- PROBLEM STATEMENT:
Put each line of the data below into a Markdown table with the columns Row and Line, numbering the rows and skipping blank lines. Leave the pictures out of the table.

- INFORMATION SHOWN:
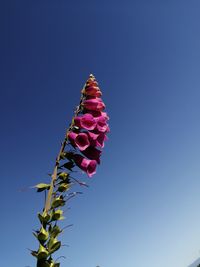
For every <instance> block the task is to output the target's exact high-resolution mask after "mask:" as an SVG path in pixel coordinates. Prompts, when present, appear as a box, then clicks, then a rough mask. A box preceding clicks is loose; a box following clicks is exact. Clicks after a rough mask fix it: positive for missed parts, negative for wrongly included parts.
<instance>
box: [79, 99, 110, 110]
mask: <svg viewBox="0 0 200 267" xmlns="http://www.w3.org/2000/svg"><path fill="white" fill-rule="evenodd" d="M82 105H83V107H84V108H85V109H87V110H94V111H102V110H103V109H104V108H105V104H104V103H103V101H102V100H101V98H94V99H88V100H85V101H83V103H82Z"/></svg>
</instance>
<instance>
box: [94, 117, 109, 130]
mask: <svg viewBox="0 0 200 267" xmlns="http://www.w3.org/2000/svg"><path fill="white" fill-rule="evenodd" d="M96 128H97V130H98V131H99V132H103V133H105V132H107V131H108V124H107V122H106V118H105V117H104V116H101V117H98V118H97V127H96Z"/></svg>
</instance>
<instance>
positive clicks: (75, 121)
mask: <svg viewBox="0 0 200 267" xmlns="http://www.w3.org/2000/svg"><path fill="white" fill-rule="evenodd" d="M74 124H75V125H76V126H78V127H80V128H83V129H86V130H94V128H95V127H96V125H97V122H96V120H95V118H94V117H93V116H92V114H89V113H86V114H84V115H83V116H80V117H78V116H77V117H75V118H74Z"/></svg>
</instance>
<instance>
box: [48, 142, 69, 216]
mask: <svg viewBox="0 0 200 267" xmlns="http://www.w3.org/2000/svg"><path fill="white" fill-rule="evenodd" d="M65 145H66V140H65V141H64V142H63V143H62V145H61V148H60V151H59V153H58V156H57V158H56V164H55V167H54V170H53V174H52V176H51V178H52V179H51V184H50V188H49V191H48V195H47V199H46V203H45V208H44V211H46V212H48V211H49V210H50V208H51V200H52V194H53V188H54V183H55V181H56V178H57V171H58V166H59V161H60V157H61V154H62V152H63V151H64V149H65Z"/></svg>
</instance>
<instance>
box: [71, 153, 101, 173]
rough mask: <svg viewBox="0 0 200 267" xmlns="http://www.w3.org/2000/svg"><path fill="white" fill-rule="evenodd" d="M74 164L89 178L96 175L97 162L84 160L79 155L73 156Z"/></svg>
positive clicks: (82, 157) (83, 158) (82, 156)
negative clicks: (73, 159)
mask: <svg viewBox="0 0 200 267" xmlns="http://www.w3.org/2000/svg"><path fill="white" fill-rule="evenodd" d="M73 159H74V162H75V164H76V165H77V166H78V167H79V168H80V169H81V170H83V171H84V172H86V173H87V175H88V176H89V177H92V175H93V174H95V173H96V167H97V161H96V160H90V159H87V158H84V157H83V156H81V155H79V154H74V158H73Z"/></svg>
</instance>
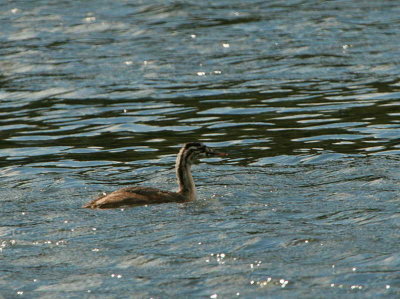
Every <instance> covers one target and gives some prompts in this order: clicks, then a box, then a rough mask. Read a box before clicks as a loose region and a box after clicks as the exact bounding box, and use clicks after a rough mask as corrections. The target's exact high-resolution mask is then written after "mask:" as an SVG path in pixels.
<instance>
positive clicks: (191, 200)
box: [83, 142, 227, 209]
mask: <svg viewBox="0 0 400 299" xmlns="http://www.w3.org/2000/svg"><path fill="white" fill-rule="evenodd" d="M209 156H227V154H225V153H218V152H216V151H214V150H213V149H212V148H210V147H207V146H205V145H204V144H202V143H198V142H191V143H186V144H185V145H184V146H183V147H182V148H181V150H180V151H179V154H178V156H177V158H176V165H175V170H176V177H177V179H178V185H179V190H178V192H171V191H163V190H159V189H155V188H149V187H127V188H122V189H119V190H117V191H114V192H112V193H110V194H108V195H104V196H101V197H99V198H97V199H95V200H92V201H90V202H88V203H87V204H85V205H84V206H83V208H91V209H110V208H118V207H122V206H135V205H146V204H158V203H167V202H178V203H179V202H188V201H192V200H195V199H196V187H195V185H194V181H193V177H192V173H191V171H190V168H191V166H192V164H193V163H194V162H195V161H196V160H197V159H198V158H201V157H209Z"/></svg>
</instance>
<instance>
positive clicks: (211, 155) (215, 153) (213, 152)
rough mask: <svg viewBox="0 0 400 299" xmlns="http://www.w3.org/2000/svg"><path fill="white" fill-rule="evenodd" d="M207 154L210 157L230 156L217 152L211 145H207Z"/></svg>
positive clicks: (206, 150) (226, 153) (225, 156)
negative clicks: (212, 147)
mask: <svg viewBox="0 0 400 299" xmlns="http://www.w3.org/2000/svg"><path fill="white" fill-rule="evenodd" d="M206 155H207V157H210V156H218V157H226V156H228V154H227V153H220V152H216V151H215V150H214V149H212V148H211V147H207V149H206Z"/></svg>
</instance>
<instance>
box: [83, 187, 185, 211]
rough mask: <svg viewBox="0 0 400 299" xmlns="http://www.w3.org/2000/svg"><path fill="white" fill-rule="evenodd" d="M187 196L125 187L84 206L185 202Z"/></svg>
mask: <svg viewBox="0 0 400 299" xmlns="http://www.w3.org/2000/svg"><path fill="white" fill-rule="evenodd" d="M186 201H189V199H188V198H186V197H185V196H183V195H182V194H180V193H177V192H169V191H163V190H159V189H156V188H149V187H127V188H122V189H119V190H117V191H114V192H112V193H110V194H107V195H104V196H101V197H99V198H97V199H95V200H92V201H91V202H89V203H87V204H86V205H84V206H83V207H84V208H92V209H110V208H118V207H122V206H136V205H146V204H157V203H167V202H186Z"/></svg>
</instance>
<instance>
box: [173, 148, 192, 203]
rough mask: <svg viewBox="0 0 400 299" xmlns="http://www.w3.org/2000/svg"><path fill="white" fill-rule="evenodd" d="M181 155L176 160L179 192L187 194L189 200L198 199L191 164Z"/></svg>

- RESULT:
| Row | Line |
|---|---|
| 1 | For every <instance> block the task is to output the target's exact high-resolution mask after "mask:" as an SVG path in pixel coordinates. Prompts, when present, appear as a box, then clicks, then a rough mask. A box preceding clicks is loose; a box following clicks is exact. Clicks after a rough mask fix it: positive for missed parts, negative for wrongly included parts. |
| 2 | <instance> |
| 3 | box: [79, 99, 110, 110] |
| 4 | mask: <svg viewBox="0 0 200 267" xmlns="http://www.w3.org/2000/svg"><path fill="white" fill-rule="evenodd" d="M82 105H83V107H84V108H85V109H87V110H94V111H102V110H103V109H104V108H105V104H104V103H103V101H102V100H101V98H94V99H88V100H85V101H83V103H82Z"/></svg> |
| 5 | </instance> |
| 6 | <instance> |
| 7 | box: [94, 117, 109, 130] |
| 8 | mask: <svg viewBox="0 0 200 267" xmlns="http://www.w3.org/2000/svg"><path fill="white" fill-rule="evenodd" d="M96 128H97V130H98V131H99V132H103V133H105V132H107V131H108V124H107V122H106V118H105V117H104V116H101V117H98V118H97V127H96Z"/></svg> |
| 9 | </instance> |
| 10 | <instance> |
| 11 | positive clicks: (75, 121) |
| 12 | mask: <svg viewBox="0 0 200 267" xmlns="http://www.w3.org/2000/svg"><path fill="white" fill-rule="evenodd" d="M74 124H75V125H76V126H78V127H80V128H83V129H86V130H94V128H95V127H96V125H97V122H96V120H95V118H94V117H93V116H92V114H89V113H86V114H84V115H83V116H80V117H78V116H77V117H75V118H74Z"/></svg> |
| 13 | </instance> |
| 14 | <instance> |
| 15 | box: [48, 142, 69, 216] |
| 16 | mask: <svg viewBox="0 0 200 267" xmlns="http://www.w3.org/2000/svg"><path fill="white" fill-rule="evenodd" d="M65 145H66V140H65V141H64V142H63V143H62V145H61V148H60V151H59V153H58V156H57V158H56V164H55V167H54V170H53V174H52V176H51V178H52V179H51V184H50V188H49V191H48V195H47V199H46V203H45V208H44V211H46V212H48V211H49V210H50V208H51V200H52V194H53V188H54V183H55V181H56V178H57V171H58V166H59V161H60V157H61V154H62V152H63V151H64V149H65Z"/></svg> |
| 17 | </instance> |
| 18 | <instance> |
| 19 | box: [71, 153, 101, 173] |
| 20 | rough mask: <svg viewBox="0 0 200 267" xmlns="http://www.w3.org/2000/svg"><path fill="white" fill-rule="evenodd" d="M74 164L89 178L96 175L97 162L84 160L79 155L73 156Z"/></svg> |
| 21 | positive clicks: (82, 157) (83, 158) (82, 156) |
| 22 | negative clicks: (73, 159) |
| 23 | mask: <svg viewBox="0 0 200 267" xmlns="http://www.w3.org/2000/svg"><path fill="white" fill-rule="evenodd" d="M73 159H74V162H75V164H76V165H77V166H78V167H79V168H80V169H81V170H83V171H84V172H86V173H87V175H88V176H89V177H92V175H93V174H95V173H96V167H97V161H96V160H90V159H87V158H84V157H83V156H81V155H79V154H74V158H73Z"/></svg> |
| 24 | </instance> |
| 25 | Every <instance> covers one target and gives some prompts in this order: clicks, then a box, then a rough mask. Read a box before clicks as a loose region and a box after clicks as the exact bounding box, and use clicks after a rough mask as corrections. The target's exact high-resolution mask is then written after "mask:" as an SVG path in pixels. |
| 26 | <instance> |
| 27 | positive clicks: (191, 200) |
| 28 | box: [83, 142, 227, 209] |
| 29 | mask: <svg viewBox="0 0 400 299" xmlns="http://www.w3.org/2000/svg"><path fill="white" fill-rule="evenodd" d="M209 156H227V154H225V153H218V152H216V151H214V150H213V149H212V148H210V147H207V146H205V145H204V144H202V143H198V142H191V143H186V144H185V145H184V146H183V147H182V148H181V150H180V151H179V154H178V156H177V158H176V165H175V170H176V177H177V179H178V185H179V190H178V192H171V191H163V190H159V189H155V188H149V187H127V188H122V189H119V190H117V191H114V192H112V193H110V194H108V195H104V196H101V197H99V198H97V199H95V200H92V201H90V202H88V203H87V204H85V205H84V206H83V208H91V209H110V208H118V207H122V206H135V205H146V204H158V203H167V202H178V203H179V202H188V201H192V200H195V199H196V187H195V185H194V181H193V177H192V173H191V171H190V168H191V166H192V164H193V163H194V162H195V161H196V160H197V159H198V158H201V157H209Z"/></svg> |
| 30 | </instance> |
| 31 | <instance> |
| 32 | positive clicks: (211, 155) (215, 153) (213, 152) |
| 33 | rough mask: <svg viewBox="0 0 400 299" xmlns="http://www.w3.org/2000/svg"><path fill="white" fill-rule="evenodd" d="M207 154L210 157L230 156L217 152L211 145H207Z"/></svg> |
| 34 | positive clicks: (206, 150) (226, 153) (225, 156) |
| 35 | negative clicks: (212, 147) |
| 36 | mask: <svg viewBox="0 0 400 299" xmlns="http://www.w3.org/2000/svg"><path fill="white" fill-rule="evenodd" d="M206 155H207V157H210V156H218V157H226V156H228V154H227V153H220V152H216V151H215V150H214V149H212V148H211V147H207V149H206Z"/></svg> |
| 37 | </instance> |
| 38 | <instance> |
| 39 | box: [83, 187, 185, 211] |
| 40 | rough mask: <svg viewBox="0 0 400 299" xmlns="http://www.w3.org/2000/svg"><path fill="white" fill-rule="evenodd" d="M187 196L125 187L84 206L185 202Z"/></svg> |
| 41 | mask: <svg viewBox="0 0 400 299" xmlns="http://www.w3.org/2000/svg"><path fill="white" fill-rule="evenodd" d="M186 201H189V199H188V198H186V197H185V196H183V195H182V194H180V193H177V192H169V191H163V190H159V189H156V188H149V187H127V188H122V189H119V190H117V191H114V192H112V193H110V194H107V195H104V196H101V197H99V198H97V199H95V200H92V201H91V202H89V203H87V204H86V205H84V206H83V207H84V208H92V209H110V208H118V207H122V206H136V205H146V204H157V203H167V202H186Z"/></svg> |
| 42 | </instance> |
| 43 | <instance> |
| 44 | box: [173, 148, 192, 203] |
| 45 | rough mask: <svg viewBox="0 0 400 299" xmlns="http://www.w3.org/2000/svg"><path fill="white" fill-rule="evenodd" d="M181 155L176 160L179 192L187 194L189 200L198 199L191 164Z"/></svg> |